▸ **EXERCISE DIRECTIONS**
How many lines in the items below contain the string "leather"? Case counts, so reply with the number alone.

Excerpt from a dataset
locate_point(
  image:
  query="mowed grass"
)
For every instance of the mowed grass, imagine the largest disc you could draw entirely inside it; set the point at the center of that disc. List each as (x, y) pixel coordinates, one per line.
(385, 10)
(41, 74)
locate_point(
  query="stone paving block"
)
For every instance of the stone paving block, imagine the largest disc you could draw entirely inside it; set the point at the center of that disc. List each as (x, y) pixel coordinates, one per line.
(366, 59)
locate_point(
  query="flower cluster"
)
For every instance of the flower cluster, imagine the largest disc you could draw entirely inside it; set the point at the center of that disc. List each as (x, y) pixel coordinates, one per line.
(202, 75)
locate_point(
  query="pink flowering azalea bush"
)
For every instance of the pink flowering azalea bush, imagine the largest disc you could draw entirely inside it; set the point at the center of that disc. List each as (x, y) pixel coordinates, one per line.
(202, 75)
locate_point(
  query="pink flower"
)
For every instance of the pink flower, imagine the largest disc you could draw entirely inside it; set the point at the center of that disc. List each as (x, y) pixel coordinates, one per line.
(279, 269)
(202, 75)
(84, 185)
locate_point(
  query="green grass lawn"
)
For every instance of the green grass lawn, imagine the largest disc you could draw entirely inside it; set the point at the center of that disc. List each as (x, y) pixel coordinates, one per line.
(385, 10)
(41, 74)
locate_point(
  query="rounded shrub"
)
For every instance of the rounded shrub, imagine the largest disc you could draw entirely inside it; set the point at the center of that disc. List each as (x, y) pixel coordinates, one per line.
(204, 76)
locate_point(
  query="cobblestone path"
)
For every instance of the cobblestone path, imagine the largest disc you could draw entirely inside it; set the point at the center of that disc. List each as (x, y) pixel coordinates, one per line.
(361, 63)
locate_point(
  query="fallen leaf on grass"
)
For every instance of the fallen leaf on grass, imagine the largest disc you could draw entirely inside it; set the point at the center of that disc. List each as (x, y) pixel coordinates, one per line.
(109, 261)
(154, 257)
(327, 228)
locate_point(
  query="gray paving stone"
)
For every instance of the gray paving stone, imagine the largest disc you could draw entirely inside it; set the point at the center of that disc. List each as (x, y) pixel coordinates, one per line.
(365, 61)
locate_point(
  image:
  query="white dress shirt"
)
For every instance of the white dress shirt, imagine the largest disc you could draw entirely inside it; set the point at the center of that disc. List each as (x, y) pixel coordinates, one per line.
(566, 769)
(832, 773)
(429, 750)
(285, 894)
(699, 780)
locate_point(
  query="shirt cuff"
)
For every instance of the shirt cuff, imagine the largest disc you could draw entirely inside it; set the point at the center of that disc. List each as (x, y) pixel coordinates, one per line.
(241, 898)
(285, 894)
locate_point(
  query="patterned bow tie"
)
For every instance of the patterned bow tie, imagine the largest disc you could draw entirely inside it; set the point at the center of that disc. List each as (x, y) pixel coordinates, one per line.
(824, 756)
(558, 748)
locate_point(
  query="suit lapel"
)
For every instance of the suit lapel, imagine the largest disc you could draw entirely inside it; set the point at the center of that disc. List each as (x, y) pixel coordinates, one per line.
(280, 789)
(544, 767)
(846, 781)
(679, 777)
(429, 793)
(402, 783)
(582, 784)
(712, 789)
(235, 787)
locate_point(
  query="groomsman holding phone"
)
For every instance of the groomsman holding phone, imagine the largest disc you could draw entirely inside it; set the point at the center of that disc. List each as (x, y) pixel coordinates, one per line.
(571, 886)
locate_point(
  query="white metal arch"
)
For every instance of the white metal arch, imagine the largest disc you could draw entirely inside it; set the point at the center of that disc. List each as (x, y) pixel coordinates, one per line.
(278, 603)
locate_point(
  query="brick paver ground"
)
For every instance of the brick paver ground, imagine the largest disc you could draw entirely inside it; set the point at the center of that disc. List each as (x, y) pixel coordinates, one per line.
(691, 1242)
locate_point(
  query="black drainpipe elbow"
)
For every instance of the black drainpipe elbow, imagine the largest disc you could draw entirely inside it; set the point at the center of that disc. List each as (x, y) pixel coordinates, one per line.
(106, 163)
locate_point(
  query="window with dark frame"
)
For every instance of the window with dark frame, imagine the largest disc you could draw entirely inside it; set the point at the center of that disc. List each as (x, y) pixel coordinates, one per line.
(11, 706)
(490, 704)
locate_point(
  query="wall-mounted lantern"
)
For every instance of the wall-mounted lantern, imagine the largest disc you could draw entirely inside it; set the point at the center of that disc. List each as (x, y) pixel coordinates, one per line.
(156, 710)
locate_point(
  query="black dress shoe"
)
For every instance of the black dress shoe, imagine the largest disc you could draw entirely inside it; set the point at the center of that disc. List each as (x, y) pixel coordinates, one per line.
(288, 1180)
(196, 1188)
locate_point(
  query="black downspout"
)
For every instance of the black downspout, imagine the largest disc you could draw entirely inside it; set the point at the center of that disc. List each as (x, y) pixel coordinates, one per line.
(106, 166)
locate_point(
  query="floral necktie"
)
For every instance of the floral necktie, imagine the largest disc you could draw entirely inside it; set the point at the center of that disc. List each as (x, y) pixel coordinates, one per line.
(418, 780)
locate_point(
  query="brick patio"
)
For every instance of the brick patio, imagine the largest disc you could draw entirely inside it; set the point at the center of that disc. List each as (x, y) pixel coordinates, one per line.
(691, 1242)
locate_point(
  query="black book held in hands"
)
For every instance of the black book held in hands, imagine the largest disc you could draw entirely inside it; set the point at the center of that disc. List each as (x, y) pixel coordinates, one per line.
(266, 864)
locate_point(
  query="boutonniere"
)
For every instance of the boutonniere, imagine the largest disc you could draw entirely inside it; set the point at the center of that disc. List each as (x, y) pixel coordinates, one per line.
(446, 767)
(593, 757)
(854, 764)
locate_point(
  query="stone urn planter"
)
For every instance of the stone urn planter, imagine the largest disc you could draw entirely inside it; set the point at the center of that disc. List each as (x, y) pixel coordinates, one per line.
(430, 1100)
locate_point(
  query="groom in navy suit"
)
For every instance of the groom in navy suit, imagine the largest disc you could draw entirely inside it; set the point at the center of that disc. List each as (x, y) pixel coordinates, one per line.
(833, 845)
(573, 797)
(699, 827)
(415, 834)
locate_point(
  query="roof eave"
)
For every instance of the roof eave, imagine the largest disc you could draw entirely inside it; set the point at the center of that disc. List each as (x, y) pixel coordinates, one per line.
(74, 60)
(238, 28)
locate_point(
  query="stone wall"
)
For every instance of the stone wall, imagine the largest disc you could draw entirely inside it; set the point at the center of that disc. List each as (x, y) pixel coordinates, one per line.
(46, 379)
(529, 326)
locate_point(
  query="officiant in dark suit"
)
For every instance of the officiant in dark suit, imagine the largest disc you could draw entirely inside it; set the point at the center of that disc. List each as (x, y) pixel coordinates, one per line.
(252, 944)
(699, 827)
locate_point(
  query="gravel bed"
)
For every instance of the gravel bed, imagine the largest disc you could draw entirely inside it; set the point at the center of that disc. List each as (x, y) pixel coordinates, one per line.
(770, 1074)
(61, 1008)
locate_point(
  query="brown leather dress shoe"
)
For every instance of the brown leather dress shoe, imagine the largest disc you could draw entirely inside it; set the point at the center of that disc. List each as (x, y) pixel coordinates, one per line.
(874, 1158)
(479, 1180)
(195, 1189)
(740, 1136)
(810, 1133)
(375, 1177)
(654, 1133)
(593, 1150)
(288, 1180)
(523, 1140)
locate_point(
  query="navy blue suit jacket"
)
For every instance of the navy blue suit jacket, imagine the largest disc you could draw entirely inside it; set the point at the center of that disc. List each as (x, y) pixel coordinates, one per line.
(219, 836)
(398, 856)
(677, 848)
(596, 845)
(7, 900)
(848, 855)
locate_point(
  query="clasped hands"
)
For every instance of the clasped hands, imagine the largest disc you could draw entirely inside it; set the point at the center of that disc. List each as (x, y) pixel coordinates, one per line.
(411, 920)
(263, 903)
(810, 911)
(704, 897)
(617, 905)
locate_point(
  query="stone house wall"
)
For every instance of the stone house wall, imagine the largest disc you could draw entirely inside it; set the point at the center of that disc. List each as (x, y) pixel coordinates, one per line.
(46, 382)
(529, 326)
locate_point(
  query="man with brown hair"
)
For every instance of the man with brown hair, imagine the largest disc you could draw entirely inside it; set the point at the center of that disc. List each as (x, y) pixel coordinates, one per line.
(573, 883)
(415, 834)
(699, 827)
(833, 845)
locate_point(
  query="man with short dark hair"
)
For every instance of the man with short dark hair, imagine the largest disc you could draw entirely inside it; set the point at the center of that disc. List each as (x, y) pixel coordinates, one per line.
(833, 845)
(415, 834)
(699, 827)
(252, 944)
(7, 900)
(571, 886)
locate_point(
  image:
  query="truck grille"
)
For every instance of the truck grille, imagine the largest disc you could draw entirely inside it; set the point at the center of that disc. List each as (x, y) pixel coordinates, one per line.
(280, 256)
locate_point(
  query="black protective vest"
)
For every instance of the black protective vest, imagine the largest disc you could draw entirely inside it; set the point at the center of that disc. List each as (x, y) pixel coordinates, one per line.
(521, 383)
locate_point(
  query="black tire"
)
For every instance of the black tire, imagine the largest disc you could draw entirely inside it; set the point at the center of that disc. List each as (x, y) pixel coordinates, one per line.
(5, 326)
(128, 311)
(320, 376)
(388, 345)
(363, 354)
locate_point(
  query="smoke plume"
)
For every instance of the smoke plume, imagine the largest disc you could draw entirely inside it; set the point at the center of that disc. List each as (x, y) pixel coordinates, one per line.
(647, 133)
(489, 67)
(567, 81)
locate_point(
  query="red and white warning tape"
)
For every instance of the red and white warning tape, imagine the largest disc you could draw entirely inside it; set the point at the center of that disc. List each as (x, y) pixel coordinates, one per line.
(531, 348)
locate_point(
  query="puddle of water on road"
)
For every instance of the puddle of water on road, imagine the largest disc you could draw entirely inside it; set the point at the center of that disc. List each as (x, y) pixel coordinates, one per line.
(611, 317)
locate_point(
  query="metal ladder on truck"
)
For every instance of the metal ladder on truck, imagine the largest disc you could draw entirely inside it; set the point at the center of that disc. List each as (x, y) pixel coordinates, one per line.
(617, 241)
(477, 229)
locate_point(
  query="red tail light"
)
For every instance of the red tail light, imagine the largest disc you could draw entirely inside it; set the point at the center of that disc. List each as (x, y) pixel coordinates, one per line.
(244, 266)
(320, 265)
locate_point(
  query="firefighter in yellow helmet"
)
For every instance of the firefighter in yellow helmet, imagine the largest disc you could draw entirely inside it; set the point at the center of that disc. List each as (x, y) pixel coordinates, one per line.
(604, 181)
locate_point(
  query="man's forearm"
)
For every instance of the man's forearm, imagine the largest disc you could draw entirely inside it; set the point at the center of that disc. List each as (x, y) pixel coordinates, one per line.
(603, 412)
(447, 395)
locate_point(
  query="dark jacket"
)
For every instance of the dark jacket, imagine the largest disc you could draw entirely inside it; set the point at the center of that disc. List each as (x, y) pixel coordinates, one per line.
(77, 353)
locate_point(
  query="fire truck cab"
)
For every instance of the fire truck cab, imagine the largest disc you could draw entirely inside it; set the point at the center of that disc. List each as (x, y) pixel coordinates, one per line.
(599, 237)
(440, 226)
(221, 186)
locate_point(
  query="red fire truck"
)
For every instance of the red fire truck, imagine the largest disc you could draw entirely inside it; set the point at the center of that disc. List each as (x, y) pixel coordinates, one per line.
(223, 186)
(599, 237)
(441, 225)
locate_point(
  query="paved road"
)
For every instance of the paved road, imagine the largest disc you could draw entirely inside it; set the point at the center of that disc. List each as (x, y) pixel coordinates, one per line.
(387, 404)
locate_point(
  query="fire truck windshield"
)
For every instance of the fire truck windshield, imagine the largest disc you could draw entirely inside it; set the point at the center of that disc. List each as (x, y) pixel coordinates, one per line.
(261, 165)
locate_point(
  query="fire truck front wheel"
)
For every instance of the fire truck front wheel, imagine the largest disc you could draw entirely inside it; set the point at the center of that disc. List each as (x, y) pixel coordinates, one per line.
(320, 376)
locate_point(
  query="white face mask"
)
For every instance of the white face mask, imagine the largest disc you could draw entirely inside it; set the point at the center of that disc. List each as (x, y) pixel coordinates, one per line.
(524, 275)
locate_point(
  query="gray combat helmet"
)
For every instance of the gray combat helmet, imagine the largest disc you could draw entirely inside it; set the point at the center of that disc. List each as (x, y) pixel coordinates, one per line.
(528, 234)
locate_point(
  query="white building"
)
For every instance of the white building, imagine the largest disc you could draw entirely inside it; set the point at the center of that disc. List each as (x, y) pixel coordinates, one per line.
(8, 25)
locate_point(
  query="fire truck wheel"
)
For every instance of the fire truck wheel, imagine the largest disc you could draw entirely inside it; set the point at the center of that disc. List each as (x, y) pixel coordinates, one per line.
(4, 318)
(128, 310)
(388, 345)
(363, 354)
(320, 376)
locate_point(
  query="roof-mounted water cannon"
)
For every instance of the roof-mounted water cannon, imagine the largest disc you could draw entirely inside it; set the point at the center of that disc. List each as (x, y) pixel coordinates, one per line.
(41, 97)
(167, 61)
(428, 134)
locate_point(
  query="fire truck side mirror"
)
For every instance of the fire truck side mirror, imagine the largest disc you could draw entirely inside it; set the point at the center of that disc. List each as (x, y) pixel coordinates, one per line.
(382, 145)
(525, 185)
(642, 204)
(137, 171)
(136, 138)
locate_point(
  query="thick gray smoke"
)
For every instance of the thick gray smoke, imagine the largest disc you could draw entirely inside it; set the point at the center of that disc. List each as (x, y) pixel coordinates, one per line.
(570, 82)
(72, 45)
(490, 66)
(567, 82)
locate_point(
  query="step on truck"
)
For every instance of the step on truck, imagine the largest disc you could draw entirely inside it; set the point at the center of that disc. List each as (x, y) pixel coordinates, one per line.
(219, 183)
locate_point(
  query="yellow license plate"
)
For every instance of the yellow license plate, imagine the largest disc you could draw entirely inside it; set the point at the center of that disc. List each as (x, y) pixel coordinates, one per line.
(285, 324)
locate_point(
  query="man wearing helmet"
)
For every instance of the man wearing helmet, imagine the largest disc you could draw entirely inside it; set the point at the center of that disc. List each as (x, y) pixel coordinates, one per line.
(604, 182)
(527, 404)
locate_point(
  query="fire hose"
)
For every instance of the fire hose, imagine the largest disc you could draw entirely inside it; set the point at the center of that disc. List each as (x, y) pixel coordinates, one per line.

▸ **WRITTEN RESPONSE**
2